OBJECTIVE — Rewrite the items from their start through the line containing "[85,99,116,116]", inclusive, and copy every line as it stands except for the bounding-box coordinates. Scale each coordinate by 1.2 and round it to a whole number, with halves rounding up.

[Bounding-box items]

"""

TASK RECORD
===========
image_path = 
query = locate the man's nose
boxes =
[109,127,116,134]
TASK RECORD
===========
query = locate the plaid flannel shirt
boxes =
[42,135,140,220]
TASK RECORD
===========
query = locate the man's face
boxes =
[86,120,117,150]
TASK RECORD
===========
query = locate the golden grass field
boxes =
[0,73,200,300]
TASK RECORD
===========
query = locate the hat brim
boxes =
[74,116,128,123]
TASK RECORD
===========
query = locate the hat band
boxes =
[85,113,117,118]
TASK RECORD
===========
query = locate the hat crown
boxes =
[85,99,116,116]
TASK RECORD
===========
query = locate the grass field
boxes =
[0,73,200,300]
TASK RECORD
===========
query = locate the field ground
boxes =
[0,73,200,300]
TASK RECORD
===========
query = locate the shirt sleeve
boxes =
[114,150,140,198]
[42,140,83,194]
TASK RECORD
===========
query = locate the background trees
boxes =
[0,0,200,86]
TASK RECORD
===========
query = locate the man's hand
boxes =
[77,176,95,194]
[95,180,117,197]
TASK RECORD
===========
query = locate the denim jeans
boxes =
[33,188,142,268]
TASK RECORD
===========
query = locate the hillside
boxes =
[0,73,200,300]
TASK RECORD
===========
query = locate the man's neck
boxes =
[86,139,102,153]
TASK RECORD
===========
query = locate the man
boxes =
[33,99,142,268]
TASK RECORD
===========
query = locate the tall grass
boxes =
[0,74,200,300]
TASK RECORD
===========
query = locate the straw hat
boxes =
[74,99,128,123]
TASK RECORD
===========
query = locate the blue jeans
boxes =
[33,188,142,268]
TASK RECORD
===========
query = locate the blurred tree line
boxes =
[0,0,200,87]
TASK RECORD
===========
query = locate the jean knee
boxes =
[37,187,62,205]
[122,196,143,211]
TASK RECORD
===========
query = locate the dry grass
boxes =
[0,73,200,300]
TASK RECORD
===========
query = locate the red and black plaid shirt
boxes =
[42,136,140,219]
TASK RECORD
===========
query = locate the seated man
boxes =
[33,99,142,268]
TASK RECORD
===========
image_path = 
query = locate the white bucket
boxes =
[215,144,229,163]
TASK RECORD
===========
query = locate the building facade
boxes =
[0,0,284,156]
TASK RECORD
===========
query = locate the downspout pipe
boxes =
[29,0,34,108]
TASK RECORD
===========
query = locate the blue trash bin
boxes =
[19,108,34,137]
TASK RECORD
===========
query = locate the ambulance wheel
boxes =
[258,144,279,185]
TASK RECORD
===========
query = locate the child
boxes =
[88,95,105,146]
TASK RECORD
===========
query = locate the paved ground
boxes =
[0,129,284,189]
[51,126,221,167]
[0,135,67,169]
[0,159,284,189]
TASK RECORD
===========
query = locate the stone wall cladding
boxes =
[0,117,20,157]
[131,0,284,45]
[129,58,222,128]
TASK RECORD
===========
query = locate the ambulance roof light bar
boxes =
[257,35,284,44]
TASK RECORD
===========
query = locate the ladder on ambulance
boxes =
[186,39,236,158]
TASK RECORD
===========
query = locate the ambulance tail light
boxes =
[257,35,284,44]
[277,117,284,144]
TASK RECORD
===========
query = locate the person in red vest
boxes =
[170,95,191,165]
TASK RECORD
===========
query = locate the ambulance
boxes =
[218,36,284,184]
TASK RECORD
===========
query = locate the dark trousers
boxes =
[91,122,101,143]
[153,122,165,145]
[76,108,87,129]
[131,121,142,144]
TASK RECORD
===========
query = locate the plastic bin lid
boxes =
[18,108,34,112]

"""

ANSWER FOR THIS EXERCISE —
TASK RECORD
===========
image_path = 
query = locate the man's nose
boxes =
[131,152,139,161]
TASK RECORD
===========
query = locate the plaid flannel shirt
boxes =
[50,162,168,264]
TASK RECORD
===========
query = locate the man's face
boxes =
[103,144,140,180]
TASK RECORD
===========
query = locate the golden grass field
boxes =
[0,88,240,360]
TASK RECORD
===========
query = locate the hat brim
boxes =
[89,139,154,148]
TASK RECORD
===========
query = locate the hat band
boxes =
[102,136,140,142]
TASK RECORD
===========
query = locate the hat crown
boxes =
[102,119,139,139]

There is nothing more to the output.